[Given passage Boundary: Start]

Avoidant/Restrictive Food Intake Disorder (ARFID)
Symptoms of ARFID typically show up in infancy and/or childhood. The child may avoid foods with certain textures or colors. Another situation that may lead to ARFID is a traumatic experience that involves food (e.g. getting physically ill after eating food) that results in a fear of eating. It does not involve body dissatisfaction or disturbances in body weight or shape. If AFRID is left untreated, it can develop into another eating disorder later in life.
In AFRID the requirements for nutrition and physical energy are not being met. This manifests in one or more of the following:
- Significant weight loss (or not achieving expected weight gain in children), or
- Significant nutritional deficiency leading to slower development, or
- Dependence on nutritional supplements, or
- Marked interruption in psychosocial and/or physical functioning
This disorder refers to the persistent regurgitation of chewed and/or partially digested food over at least a month. The previously swallowed food is brought into the mouth without effort with no sign of gagging or nausea. Although this is common in infancy, if children do not outgrow it, parents should seek help. Rumination disorder can also be a symptom of anorexia or bulimia.

[Given passage Boundary: End]
[Data listing Boundary: Start]

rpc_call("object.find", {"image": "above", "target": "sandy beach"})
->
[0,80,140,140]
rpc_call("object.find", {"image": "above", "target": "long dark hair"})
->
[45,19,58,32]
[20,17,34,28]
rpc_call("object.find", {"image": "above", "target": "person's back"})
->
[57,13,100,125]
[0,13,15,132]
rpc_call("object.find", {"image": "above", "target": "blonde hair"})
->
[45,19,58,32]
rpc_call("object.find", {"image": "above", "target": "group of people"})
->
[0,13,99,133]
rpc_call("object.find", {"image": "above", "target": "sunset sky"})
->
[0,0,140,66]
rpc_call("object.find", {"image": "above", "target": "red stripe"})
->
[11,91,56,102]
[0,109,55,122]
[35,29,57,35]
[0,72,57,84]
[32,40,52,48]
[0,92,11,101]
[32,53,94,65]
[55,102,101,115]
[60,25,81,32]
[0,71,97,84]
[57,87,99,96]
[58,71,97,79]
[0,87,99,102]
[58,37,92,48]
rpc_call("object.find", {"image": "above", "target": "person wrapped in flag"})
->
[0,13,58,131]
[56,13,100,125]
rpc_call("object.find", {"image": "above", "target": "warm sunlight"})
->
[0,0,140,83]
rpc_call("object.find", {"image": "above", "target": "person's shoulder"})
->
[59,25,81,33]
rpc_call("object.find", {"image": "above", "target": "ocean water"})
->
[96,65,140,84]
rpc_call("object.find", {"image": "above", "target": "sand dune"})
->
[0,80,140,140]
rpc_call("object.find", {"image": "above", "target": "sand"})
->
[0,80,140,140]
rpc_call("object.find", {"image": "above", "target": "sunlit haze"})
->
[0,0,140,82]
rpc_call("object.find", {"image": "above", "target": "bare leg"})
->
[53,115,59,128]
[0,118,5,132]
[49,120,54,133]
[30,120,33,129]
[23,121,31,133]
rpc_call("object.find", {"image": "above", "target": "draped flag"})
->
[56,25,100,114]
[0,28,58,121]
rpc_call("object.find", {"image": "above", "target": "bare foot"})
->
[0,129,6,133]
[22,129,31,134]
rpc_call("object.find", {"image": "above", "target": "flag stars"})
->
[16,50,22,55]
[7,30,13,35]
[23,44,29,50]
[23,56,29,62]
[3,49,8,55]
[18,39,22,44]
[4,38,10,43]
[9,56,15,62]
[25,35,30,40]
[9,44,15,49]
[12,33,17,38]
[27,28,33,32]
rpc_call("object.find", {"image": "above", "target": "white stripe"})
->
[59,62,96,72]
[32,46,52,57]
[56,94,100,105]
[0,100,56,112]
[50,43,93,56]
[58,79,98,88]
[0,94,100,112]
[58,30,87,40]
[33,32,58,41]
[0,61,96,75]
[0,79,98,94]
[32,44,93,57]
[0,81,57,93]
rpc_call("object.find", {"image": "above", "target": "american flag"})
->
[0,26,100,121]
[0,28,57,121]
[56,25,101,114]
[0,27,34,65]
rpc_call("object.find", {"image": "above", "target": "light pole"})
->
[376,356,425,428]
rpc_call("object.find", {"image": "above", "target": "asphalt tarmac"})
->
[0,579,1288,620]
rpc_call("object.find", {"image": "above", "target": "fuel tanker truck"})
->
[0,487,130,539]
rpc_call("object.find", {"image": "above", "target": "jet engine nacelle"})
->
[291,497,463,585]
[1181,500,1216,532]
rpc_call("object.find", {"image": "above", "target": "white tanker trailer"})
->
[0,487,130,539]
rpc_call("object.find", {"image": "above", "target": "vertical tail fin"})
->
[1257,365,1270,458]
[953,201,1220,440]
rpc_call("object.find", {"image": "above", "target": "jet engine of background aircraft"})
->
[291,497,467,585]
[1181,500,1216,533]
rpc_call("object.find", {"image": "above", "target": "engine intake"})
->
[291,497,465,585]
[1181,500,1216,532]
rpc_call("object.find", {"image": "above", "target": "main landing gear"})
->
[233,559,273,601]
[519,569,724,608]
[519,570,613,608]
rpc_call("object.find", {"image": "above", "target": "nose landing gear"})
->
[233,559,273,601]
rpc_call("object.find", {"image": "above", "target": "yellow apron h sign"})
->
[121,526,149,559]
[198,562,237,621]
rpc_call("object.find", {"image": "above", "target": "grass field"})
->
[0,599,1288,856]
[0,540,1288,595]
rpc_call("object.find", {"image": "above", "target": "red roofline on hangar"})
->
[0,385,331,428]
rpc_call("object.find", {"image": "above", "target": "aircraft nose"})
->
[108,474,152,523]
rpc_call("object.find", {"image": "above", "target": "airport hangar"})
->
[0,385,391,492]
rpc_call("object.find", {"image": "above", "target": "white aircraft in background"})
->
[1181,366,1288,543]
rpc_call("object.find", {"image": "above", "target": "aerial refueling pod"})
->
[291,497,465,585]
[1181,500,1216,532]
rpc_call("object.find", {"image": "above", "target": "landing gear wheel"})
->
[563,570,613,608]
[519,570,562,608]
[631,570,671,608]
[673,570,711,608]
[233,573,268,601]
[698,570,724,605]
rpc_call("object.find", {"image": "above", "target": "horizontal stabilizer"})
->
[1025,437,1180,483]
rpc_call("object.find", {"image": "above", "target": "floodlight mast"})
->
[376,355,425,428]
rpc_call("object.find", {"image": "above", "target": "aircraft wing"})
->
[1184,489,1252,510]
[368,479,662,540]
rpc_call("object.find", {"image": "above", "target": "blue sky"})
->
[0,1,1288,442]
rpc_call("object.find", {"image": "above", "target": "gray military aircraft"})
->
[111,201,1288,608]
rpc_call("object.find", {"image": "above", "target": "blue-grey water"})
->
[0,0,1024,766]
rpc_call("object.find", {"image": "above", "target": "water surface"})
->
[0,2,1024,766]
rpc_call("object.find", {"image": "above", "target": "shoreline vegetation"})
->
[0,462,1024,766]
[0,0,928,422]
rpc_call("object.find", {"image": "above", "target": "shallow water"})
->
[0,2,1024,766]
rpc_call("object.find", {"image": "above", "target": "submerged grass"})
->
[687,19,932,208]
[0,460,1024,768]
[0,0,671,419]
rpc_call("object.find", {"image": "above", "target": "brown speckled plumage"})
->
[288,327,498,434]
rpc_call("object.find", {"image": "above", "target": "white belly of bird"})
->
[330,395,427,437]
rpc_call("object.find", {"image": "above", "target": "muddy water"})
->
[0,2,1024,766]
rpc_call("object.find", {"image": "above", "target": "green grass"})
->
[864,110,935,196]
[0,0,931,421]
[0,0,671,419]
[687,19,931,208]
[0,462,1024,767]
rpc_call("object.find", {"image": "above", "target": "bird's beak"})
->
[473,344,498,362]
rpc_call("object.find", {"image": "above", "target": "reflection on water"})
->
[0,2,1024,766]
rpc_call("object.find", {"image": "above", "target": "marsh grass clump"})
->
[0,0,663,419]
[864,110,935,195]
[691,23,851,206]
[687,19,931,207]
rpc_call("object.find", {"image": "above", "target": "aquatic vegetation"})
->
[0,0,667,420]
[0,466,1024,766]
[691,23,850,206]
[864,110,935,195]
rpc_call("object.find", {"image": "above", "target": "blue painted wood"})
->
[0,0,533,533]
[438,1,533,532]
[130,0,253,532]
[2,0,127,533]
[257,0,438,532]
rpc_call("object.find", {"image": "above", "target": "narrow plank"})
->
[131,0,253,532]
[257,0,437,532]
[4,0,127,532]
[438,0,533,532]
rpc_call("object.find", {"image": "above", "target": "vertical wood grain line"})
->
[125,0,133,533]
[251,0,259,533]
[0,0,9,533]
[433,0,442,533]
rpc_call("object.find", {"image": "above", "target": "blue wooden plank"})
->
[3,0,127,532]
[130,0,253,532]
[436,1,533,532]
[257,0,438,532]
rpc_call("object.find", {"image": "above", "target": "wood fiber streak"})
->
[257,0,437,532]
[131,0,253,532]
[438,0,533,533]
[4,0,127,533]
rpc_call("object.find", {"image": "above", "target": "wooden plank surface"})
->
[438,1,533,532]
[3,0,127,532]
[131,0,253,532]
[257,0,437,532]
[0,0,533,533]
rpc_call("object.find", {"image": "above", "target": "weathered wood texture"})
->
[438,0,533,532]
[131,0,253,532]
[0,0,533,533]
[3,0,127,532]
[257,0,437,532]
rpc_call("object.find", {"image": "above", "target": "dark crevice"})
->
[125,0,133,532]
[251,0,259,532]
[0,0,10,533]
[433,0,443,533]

[Data listing Boundary: End]

> _Tasks_
(1) Translate this sentence from the eating disorders text into Spanish: "The child may avoid foods with certain textures or colors."
(2) Write a few more sentences of the eating disorders text, starting right after its last sentence.
The data has nothing to do with the eating disorders text.

> _Expected responses_
(1) El niño puede evitar alimentos con ciertas texturas o colores.

(2)
Pica is the persistent consumption of non-food items over a period of at least a month. If this behaviour occurs after the age of 2 and/or into later life, it should be addressed as quickly as possible. Non-food substances that may be consumed include paper, soap, cloth, hair, string, wool, soil, chalk, talcum powder, paint, gum, metal, pebbles, charcoal or coal, ash, clay, starch, or ice.